Arrange every entry below as a two-column CSV with the headers instruction and keypoints, one row per entry. Put each entry's text and its answer in one quoted field apiece, turn line breaks into spaces, and leave the pictures out.

* START *

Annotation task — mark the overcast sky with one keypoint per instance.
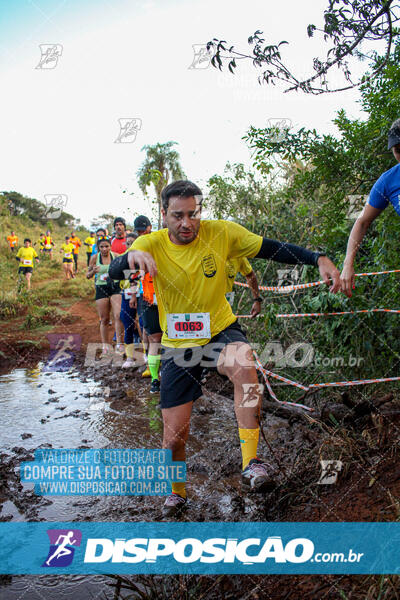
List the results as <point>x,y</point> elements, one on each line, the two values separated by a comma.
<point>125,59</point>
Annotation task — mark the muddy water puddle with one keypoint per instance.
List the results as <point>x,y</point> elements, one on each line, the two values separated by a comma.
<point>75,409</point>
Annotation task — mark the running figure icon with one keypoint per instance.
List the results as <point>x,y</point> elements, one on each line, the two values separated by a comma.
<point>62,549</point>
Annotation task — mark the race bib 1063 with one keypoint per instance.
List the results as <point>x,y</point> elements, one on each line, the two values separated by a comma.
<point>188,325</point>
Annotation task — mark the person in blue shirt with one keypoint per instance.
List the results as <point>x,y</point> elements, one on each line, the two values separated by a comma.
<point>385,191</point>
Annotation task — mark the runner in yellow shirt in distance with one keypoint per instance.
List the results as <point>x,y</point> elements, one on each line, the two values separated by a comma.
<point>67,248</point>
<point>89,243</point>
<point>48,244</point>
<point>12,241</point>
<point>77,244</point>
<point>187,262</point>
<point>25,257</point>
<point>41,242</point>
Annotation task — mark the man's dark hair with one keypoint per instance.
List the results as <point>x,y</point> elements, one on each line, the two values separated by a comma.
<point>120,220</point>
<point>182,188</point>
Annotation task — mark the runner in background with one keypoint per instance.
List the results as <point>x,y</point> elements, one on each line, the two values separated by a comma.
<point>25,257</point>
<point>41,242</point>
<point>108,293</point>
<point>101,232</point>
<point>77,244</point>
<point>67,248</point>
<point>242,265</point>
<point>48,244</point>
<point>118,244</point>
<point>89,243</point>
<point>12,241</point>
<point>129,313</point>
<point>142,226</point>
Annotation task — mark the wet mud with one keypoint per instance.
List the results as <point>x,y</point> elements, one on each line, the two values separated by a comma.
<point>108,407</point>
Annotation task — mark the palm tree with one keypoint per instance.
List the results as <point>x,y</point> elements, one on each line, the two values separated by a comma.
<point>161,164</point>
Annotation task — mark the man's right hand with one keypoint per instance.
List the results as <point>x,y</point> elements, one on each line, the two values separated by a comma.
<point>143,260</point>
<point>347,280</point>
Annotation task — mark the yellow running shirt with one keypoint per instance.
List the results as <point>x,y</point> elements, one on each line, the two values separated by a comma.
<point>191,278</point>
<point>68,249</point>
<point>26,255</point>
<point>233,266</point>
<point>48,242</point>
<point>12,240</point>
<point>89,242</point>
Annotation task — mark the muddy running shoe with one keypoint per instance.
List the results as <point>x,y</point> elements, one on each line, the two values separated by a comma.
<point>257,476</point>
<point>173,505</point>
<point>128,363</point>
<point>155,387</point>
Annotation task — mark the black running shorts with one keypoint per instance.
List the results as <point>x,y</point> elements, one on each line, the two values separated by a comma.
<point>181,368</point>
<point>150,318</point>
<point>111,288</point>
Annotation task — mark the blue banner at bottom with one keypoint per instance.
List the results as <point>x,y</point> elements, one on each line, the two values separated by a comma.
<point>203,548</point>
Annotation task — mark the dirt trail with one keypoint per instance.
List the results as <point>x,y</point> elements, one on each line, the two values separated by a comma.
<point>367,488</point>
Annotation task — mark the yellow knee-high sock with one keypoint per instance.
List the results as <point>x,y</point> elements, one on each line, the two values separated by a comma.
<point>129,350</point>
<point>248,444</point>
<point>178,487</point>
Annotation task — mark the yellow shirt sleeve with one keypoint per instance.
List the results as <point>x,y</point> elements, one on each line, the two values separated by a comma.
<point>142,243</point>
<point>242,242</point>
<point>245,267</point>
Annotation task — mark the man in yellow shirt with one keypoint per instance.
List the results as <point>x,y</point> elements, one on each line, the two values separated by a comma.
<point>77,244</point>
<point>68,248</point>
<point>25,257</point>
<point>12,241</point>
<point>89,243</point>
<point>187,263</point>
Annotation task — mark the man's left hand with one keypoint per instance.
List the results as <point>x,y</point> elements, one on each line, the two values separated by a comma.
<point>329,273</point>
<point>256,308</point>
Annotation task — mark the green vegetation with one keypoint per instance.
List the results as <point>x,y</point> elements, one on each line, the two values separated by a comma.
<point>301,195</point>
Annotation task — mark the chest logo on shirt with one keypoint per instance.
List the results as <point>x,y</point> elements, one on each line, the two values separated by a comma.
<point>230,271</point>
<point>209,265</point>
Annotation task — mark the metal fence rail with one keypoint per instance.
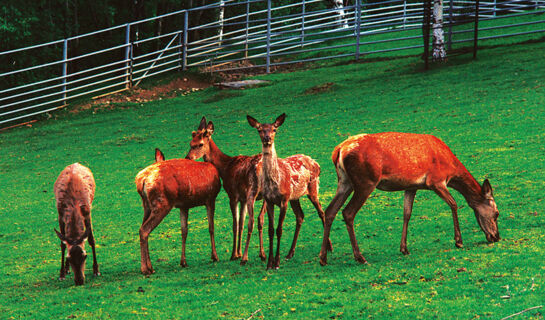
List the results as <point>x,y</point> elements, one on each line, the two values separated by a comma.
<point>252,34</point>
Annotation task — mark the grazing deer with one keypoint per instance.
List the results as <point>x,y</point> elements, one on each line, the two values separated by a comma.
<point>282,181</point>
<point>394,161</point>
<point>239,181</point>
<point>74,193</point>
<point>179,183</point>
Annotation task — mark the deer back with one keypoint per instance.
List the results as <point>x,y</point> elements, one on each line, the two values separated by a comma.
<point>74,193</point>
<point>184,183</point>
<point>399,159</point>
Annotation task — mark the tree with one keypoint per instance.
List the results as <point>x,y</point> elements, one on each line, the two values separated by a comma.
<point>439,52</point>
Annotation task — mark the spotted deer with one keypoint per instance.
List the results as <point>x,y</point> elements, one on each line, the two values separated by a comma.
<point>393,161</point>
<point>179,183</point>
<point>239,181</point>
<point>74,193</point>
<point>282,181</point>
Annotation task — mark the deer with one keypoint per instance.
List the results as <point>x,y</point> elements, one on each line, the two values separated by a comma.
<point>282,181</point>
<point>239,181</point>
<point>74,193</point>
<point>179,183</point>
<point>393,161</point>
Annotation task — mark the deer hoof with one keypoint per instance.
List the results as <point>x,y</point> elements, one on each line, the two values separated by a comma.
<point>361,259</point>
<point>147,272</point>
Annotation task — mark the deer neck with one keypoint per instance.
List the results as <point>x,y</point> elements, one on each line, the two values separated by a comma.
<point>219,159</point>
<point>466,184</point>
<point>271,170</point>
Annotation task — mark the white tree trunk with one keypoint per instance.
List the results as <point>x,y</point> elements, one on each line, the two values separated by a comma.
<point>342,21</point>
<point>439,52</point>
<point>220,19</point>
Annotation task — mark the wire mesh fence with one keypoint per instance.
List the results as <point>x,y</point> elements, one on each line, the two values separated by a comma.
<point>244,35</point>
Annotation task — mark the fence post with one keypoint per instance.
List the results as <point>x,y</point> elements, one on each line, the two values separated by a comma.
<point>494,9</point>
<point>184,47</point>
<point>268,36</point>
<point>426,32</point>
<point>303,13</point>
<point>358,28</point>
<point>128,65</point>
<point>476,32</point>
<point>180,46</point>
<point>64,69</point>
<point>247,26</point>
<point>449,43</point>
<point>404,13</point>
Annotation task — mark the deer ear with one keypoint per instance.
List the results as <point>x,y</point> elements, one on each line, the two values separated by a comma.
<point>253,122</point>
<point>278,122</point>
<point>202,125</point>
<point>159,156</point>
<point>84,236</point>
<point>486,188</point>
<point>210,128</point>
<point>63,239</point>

* END *

Result of this task
instruction,keypoints
"Annotation task — mark the overcast sky with one keypoint per instance. List the results as <point>x,y</point> elements, one on each line, the two values separated by a comma.","<point>125,59</point>"
"Annotation task — mark the muddy water puddle with one keypoint per instance. List the results as <point>x,y</point> elements, one on each line, the two values separated by a comma.","<point>75,409</point>"
"Annotation task — mark the running figure icon with one keypoint per instance. List the results as <point>x,y</point> elements, one on each line, the two values separated by a comma.","<point>62,549</point>"
"Annotation task — mark the race bib 1063 with one keypoint per instance. List the results as <point>x,y</point> elements, one on each line, the two values separated by a comma.","<point>188,325</point>"
"Annotation task — mark the person in blue shirt with one keypoint per instance. List the results as <point>x,y</point> elements, one on each line, the two values separated by a comma.","<point>385,191</point>"
"Annotation task — mark the runner in yellow shirt in distance with one keypoint per instance. List the results as <point>x,y</point> elements, one on each line, the two values separated by a comma.","<point>67,248</point> <point>89,243</point> <point>48,244</point> <point>12,241</point> <point>77,244</point> <point>187,262</point> <point>25,257</point> <point>41,242</point>"
"Annotation task — mark the man's dark hair with one keypoint per instance. List the results as <point>x,y</point> elements, one on each line, the two values separated by a comma.","<point>120,220</point> <point>182,188</point>"
"Annotation task — mark the runner in background with one keypoint per instance. List the results as <point>x,y</point> elements, one on each line, the two values separated by a comma.","<point>25,257</point> <point>41,242</point> <point>108,293</point> <point>101,232</point> <point>77,244</point> <point>67,248</point> <point>242,265</point> <point>48,244</point> <point>118,244</point> <point>89,243</point> <point>12,241</point> <point>129,313</point> <point>142,226</point>"
"Annotation task — mark the wet mud with one keypoint per instance. List the results as <point>x,y</point> elements, one on each line, the two values separated by a comma.","<point>108,407</point>"
"Annotation task — mark the palm tree with one keypoint per instance. List the results as <point>x,y</point> elements, one on each line, the two values separated by a comma.","<point>161,164</point>"
"Annotation task — mark the man's right hand with one keypoint per instance. List the results as <point>x,y</point> elements, one on each line, the two values separated by a comma.","<point>143,260</point> <point>347,280</point>"
"Annotation task — mark the yellow running shirt with one keypoint per instance. List the results as <point>x,y</point> elements, one on each line, the two values separated by a comma.","<point>191,278</point> <point>68,249</point> <point>26,255</point> <point>233,266</point> <point>48,242</point> <point>12,240</point> <point>89,242</point>"
"Annotation task — mark the muddy running shoe with one keypoint per instance. List the results as <point>x,y</point> elements, one on each line, the two values separated by a comma.","<point>257,476</point> <point>173,505</point> <point>128,363</point> <point>155,387</point>"
"Annotation task — mark the black running shorts with one keypoint per instance. List the results as <point>x,y</point> elements, one on each line, the two values separated by a comma.","<point>181,368</point> <point>150,318</point> <point>111,288</point>"
"Annotation task — mark the blue banner at bottom with one keypoint per instance. List the results as <point>x,y</point> elements, one on each line, the two values separated by a comma.","<point>203,548</point>"
"Annotation task — mark the dirt trail with one keypoint per instance. List the results as <point>x,y</point> elements, one on each line, the two values separated by a comma.","<point>367,488</point>"
"Annotation task — mark the yellow knee-high sock with one keypoint per instance. List the results as <point>x,y</point> elements, one on each line, the two values separated by a comma.","<point>129,350</point> <point>248,444</point> <point>178,487</point>"
"Annotation task — mark the yellow shirt sleeve with one keypoint per instance. List the results as <point>x,y</point> elements, one on each line, the two values separated by a comma.","<point>142,243</point> <point>242,242</point> <point>245,267</point>"
"Annotation task — mark the man in yellow shirt with one keypoint per instance. List the results as <point>x,y</point> elements, one on each line, the two values separated by a comma.","<point>77,244</point> <point>68,248</point> <point>25,257</point> <point>12,241</point> <point>89,243</point> <point>187,263</point>"
"Annotation task — mark the man's left hand with one keypoint per instance. List the results as <point>x,y</point> elements, one on each line, the two values separated by a comma.","<point>329,273</point> <point>256,308</point>"
"Annotation task — mark the green vegetation with one keypoint per instance. List the results as <point>x,y</point> elements, one on each line, the two values separated by a comma.","<point>301,195</point>"
"Annotation task — mark the chest logo on shirt with one keypoint per instance. List the results as <point>x,y</point> elements, one on each line, the two values separated by a comma.","<point>230,271</point> <point>209,265</point>"
"Annotation task — mark the metal fence rail with one keypoint per instance. List the results as <point>x,y</point> elements, one on each line, the two values separated by a comma.","<point>252,34</point>"
"Annotation task — mark the grazing deer with one keypoint per instance. List the results as <point>x,y</point> elements, one on each line, the two values separated by a comma.","<point>282,181</point> <point>394,161</point> <point>239,181</point> <point>74,193</point> <point>179,183</point>"
"Annotation task — mark the deer back with one keypoint per instance. List the results as <point>x,y</point> elements, one on each line, the two values separated by a comma.","<point>74,193</point> <point>184,183</point> <point>399,159</point>"
"Annotation task — mark the tree with one keypoint per instance. List the results as <point>x,y</point> elements, one on each line, the two values separated by a comma.","<point>439,52</point>"
"Annotation task — mark the spotted deer with one keypoint per instance. List the results as <point>x,y</point> elements, one on each line, the two values separated by a comma.","<point>393,161</point> <point>179,183</point> <point>239,181</point> <point>74,193</point> <point>282,181</point>"
"Annotation task — mark the deer with one keypoint per instance. List the results as <point>x,y</point> elements, one on each line, the two values separated by a comma.","<point>282,181</point> <point>239,181</point> <point>74,193</point> <point>179,183</point> <point>393,161</point>"
"Annotation task — mark the deer hoof with one keypoint per instance. List the results as <point>x,y</point> elements, one on each line, the two values separated by a comma.","<point>361,259</point> <point>147,272</point>"
"Annotation task — mark the deer neck with one keypoint per instance. List the results as <point>x,y</point> elements, one on each line, the two values separated by a comma.","<point>219,159</point> <point>466,184</point> <point>271,170</point>"
"Annotation task — mark the white tree trunk with one keypoint per instance. List the results as <point>x,y</point> elements, one on each line, the two values separated by a comma.","<point>342,21</point> <point>439,52</point> <point>220,19</point>"
"Annotation task — mark the wire mesh fence with one keypoint per instance. List the results as <point>x,y</point> elements, one on each line, the two values separated by a comma.","<point>244,35</point>"
"Annotation task — mark the fence post with one keypoint per instance. List the results as <point>x,y</point> elements, one on each line, the two values separated by a comma.","<point>494,9</point> <point>184,47</point> <point>268,36</point> <point>426,32</point> <point>303,13</point> <point>358,28</point> <point>128,65</point> <point>476,32</point> <point>180,46</point> <point>64,69</point> <point>247,26</point> <point>449,43</point> <point>404,13</point>"
"Annotation task — mark the deer ear with one keypoint per instance. List the results as <point>x,y</point> elements, one on each line, the two values separated by a comma.","<point>253,122</point> <point>278,122</point> <point>202,125</point> <point>159,156</point> <point>84,236</point> <point>486,188</point> <point>210,128</point> <point>63,239</point>"